== Given entries ==

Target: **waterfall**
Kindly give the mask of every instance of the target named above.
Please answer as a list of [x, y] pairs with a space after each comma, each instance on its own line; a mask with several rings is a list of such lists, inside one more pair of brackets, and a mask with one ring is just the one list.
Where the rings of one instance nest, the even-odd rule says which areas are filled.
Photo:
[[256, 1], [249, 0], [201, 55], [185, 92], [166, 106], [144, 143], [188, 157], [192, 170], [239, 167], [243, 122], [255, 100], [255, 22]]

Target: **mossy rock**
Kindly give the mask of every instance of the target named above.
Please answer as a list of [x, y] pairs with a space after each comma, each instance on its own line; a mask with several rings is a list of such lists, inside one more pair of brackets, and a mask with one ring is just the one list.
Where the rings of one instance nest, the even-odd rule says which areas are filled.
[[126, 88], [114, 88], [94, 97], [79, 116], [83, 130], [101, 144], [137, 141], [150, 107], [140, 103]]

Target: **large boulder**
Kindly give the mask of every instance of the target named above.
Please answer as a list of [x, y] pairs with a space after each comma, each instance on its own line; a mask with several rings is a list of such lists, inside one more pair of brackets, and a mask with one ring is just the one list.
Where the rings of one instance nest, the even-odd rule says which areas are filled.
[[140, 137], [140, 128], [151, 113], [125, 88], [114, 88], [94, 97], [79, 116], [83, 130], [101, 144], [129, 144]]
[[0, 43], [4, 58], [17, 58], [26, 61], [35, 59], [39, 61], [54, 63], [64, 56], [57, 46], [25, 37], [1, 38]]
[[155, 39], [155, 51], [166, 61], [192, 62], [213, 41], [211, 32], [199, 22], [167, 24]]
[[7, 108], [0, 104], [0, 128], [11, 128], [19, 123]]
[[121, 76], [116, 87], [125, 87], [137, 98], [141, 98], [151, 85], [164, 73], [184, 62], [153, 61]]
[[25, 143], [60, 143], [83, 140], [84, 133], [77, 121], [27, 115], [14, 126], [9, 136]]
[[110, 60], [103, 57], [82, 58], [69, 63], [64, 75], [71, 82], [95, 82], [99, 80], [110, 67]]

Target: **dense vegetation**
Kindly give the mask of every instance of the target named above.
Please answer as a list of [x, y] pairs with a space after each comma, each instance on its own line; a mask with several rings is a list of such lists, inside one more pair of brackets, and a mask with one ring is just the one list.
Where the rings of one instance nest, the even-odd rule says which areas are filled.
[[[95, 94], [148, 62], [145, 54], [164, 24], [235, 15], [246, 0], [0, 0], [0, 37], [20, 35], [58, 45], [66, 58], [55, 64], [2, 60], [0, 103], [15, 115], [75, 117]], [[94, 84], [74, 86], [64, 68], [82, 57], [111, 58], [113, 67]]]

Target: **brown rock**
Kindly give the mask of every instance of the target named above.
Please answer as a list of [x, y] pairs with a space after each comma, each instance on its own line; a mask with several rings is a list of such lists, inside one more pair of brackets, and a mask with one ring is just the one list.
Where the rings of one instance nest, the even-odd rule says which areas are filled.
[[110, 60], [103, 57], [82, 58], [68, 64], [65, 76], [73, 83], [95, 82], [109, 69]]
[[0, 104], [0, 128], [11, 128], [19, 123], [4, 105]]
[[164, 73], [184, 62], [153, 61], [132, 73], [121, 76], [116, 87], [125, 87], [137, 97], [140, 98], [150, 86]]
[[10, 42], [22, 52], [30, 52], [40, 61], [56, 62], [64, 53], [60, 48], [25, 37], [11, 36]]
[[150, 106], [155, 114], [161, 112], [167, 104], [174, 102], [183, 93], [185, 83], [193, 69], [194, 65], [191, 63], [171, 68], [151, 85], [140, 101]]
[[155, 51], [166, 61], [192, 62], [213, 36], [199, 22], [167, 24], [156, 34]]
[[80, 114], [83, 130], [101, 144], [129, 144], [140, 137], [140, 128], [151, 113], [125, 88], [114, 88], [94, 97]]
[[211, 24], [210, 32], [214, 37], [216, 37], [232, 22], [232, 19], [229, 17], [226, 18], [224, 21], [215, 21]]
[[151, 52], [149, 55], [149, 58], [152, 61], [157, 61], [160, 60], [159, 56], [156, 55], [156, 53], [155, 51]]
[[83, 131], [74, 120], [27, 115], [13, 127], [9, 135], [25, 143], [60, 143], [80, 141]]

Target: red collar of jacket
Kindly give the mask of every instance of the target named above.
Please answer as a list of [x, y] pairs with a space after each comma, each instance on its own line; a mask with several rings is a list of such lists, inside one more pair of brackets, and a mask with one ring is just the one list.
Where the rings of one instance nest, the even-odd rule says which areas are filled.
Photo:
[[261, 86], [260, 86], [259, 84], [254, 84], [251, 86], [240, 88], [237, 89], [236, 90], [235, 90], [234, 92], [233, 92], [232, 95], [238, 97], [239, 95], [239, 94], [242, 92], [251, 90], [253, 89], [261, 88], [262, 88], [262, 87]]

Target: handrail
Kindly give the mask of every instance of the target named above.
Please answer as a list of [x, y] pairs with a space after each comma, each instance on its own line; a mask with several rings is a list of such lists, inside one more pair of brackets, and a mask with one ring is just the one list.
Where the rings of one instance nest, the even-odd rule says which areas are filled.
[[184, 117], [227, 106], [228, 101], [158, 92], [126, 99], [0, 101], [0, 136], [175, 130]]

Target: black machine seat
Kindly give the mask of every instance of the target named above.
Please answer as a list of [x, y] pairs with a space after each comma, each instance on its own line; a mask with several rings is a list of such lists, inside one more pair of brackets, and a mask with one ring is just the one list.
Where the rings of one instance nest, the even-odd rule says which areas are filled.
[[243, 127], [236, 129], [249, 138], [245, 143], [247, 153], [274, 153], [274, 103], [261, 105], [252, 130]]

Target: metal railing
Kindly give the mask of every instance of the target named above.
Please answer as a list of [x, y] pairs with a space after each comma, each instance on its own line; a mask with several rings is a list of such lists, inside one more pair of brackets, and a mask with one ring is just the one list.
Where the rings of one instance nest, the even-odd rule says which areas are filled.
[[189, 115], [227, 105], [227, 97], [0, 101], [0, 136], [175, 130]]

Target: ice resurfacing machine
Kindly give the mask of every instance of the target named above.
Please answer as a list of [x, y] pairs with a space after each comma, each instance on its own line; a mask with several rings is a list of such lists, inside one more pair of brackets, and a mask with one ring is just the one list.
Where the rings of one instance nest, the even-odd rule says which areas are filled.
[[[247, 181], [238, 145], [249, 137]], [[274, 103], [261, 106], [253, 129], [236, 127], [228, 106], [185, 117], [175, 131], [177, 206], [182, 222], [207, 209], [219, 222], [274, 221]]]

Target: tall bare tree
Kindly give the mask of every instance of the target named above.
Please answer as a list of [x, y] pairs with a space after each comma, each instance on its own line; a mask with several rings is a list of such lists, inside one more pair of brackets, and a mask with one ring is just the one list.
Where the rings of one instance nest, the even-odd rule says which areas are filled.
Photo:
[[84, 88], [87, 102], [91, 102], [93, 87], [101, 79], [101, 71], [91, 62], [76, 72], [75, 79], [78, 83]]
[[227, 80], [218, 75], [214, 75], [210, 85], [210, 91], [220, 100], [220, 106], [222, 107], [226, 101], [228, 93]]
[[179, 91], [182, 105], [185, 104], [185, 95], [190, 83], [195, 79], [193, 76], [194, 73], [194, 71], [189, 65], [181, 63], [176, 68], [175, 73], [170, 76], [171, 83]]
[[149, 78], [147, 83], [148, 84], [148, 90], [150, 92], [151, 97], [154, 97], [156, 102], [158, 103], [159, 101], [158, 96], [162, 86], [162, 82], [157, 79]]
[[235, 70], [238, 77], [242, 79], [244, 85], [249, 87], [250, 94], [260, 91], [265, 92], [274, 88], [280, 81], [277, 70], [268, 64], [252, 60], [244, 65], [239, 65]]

===

Written task
Rewrite all the records with "Kindly give" switched to "Please provide" everywhere it occurs, and leave everything else unchanged.

Written answer
Target: **waterfall**
Please provide the mask of every instance of the target named above.
Please answer as a list of [x, y] pairs with a space after each comma, each instance on its own line; a mask with several rings is a list of such lists, inside one more pair of brackets, and a mask with one ring is just the one list.
Where the rings of one instance nest, the even-odd rule says which areas are filled.
Photo:
[[256, 1], [249, 0], [201, 55], [185, 92], [166, 106], [144, 143], [188, 157], [192, 170], [239, 167], [243, 122], [255, 100], [255, 22]]

Target: **mossy rock**
Please provide the mask of every instance of the target named above.
Please answer as a list of [x, y] pairs with a space after each comma, each instance on its own line; a mask with several rings is a list of such lists, inside one more pair of brackets, and a mask with one ring is just the one list.
Where the rings of one instance nest, the even-odd rule says which areas are filled.
[[126, 88], [114, 88], [94, 97], [79, 116], [83, 130], [101, 144], [137, 141], [150, 107], [140, 103]]

Target: **large boulder**
Please provide the mask of every instance of the target named above.
Please answer as a list of [x, y] pairs with a space after each comma, each instance on its own line; a mask with several rings is a list of such lists, inside one more pair of brackets, and a mask with one ring is just the one list.
Where the rings of one instance nest, the even-odd rule says which areas are filled.
[[140, 137], [140, 128], [151, 113], [125, 88], [114, 88], [94, 97], [79, 116], [83, 130], [101, 144], [129, 144]]
[[0, 43], [4, 58], [17, 58], [26, 61], [35, 59], [39, 61], [54, 63], [64, 56], [57, 46], [25, 37], [1, 38]]
[[155, 39], [155, 51], [166, 61], [192, 62], [213, 41], [211, 32], [199, 22], [167, 24]]
[[7, 108], [0, 104], [0, 128], [11, 128], [19, 123]]
[[121, 76], [116, 87], [125, 87], [137, 98], [141, 98], [151, 85], [164, 73], [184, 62], [153, 61]]
[[25, 143], [60, 143], [83, 140], [84, 133], [77, 121], [27, 115], [14, 126], [9, 136]]
[[110, 60], [103, 57], [82, 58], [69, 63], [64, 75], [71, 82], [95, 82], [99, 80], [110, 67]]

Target: **dense vegetation**
Please provide the mask of every instance of the target named above.
Please answer as a list of [x, y] pairs with a space after each comma, each instance on its own line; a mask with several rings is a list of such lists, inside one more pair of brackets, and a mask with one ring is just the one list.
Where the rings of one instance nest, the even-odd rule says which areas are filled.
[[[95, 94], [148, 62], [145, 54], [164, 24], [235, 15], [246, 0], [0, 0], [0, 37], [20, 35], [58, 45], [66, 58], [55, 64], [2, 60], [0, 103], [15, 115], [75, 117]], [[94, 84], [74, 86], [64, 68], [82, 57], [111, 58], [113, 67]]]

Target: **brown rock**
Please provide the mask of every instance of the target named above.
Please answer as a list of [x, y] pairs with a space after each comma, each instance on its own line; a mask with several rings is a list of such lists, inside one more pair of brackets, and a mask with one ring is just the one list.
Where the rings of one instance nest, the even-odd rule says which areas are filled.
[[110, 60], [103, 57], [82, 58], [68, 64], [65, 76], [73, 83], [95, 82], [109, 69]]
[[0, 104], [0, 128], [11, 128], [19, 123], [4, 105]]
[[164, 73], [184, 62], [153, 61], [132, 73], [121, 76], [116, 87], [125, 87], [137, 97], [140, 98], [150, 86]]
[[10, 42], [22, 52], [30, 52], [40, 61], [56, 62], [64, 53], [60, 48], [25, 37], [11, 36]]
[[150, 106], [155, 114], [161, 112], [167, 104], [174, 102], [183, 93], [185, 83], [193, 69], [194, 65], [191, 63], [171, 68], [151, 85], [140, 101]]
[[155, 51], [166, 61], [192, 62], [213, 36], [199, 22], [167, 24], [156, 34]]
[[80, 114], [83, 130], [101, 144], [129, 144], [140, 137], [140, 128], [151, 113], [125, 88], [114, 88], [94, 97]]
[[211, 24], [210, 32], [214, 37], [216, 37], [232, 22], [232, 19], [229, 17], [226, 18], [224, 21], [215, 21]]
[[151, 52], [149, 55], [149, 58], [152, 61], [157, 61], [160, 60], [159, 56], [156, 55], [156, 53], [155, 51]]
[[83, 131], [74, 120], [27, 115], [13, 127], [9, 135], [25, 143], [60, 143], [80, 141]]

Target: red collar of jacket
Please provide the mask of every instance of the target named above.
Please answer as a list of [x, y] pairs with a space after each comma, each instance on its own line; a mask with several rings is a list of such lists, inside one more pair of brackets, and a mask with one ring is just the one list.
Where the rings of one instance nest, the even-odd rule says which areas are filled.
Photo:
[[261, 86], [260, 86], [259, 84], [254, 84], [251, 86], [240, 88], [237, 89], [236, 90], [235, 90], [234, 92], [233, 92], [232, 95], [238, 97], [239, 95], [239, 94], [242, 92], [251, 90], [253, 89], [261, 88], [262, 88], [262, 87]]

Target: handrail
Please provide the mask of every instance of the target named above.
Please answer as a list of [x, y] pairs with a space after each comma, each instance on its own line; a mask with several rings is a list of such lists, inside one more pair of brackets, and a mask with one ring is just the one list.
Where the rings of one instance nest, the even-odd rule says which areas are filled.
[[184, 117], [227, 106], [228, 101], [158, 92], [126, 99], [0, 101], [0, 136], [175, 130]]

Target: black machine seat
Please provide the mask of every instance of the target named above.
Please answer as a list of [x, y] pairs with a space after each comma, each instance on its own line; a mask with several rings is a list of such lists, inside one more pair of brackets, and a mask with one ring is just the one list.
Where the rings of one instance nest, the even-odd rule says which areas are filled.
[[243, 127], [236, 129], [249, 138], [245, 143], [247, 153], [274, 153], [274, 103], [261, 105], [252, 130]]

Target: metal railing
Please provide the mask of every instance of the target named above.
Please answer as a list of [x, y] pairs with a space after each comma, each instance on its own line; a mask with several rings is a list of such lists, inside one more pair of brackets, and a mask with one ring is just the one list.
Where the rings of one instance nest, the even-odd rule says which areas are filled.
[[189, 115], [227, 105], [227, 97], [0, 101], [0, 136], [175, 130]]

Target: ice resurfacing machine
Please provide the mask of every instance of the target named above.
Please answer as a list of [x, y] pairs with a space after each comma, each instance on its own line; a mask with several rings is a list of such lists, inside one more pair of brackets, and a mask with one ring is just the one list.
Where the rings of one instance nest, the even-odd rule says which areas are filled.
[[[247, 181], [238, 145], [249, 137]], [[274, 103], [261, 106], [253, 129], [236, 127], [228, 106], [185, 117], [175, 131], [177, 206], [182, 222], [207, 209], [219, 222], [274, 221]]]

Target: tall bare tree
Please provide the mask of every instance of the target named above.
Please answer as a list of [x, y] pairs with a space after each comma, each instance on its own line; a mask with several rings is a list of such lists, inside one more pair of brackets, and a mask with one ring is just the one list.
Where the rings of one instance nest, the even-odd rule says which areas are filled.
Photo:
[[84, 88], [87, 102], [91, 102], [93, 87], [101, 79], [101, 71], [91, 62], [76, 72], [75, 79], [78, 83]]
[[227, 80], [218, 75], [214, 75], [210, 85], [210, 91], [220, 100], [220, 106], [222, 107], [226, 101], [228, 93]]
[[179, 91], [182, 105], [185, 104], [185, 95], [190, 83], [195, 79], [193, 76], [194, 73], [194, 71], [189, 65], [181, 63], [176, 68], [175, 73], [170, 76], [171, 83]]
[[149, 78], [147, 83], [148, 84], [148, 90], [150, 92], [151, 97], [154, 97], [156, 102], [158, 103], [159, 101], [158, 96], [162, 86], [162, 82], [157, 79]]
[[235, 70], [238, 77], [242, 79], [244, 85], [249, 87], [250, 94], [260, 91], [265, 92], [274, 88], [280, 81], [277, 70], [268, 64], [252, 60], [244, 65], [239, 65]]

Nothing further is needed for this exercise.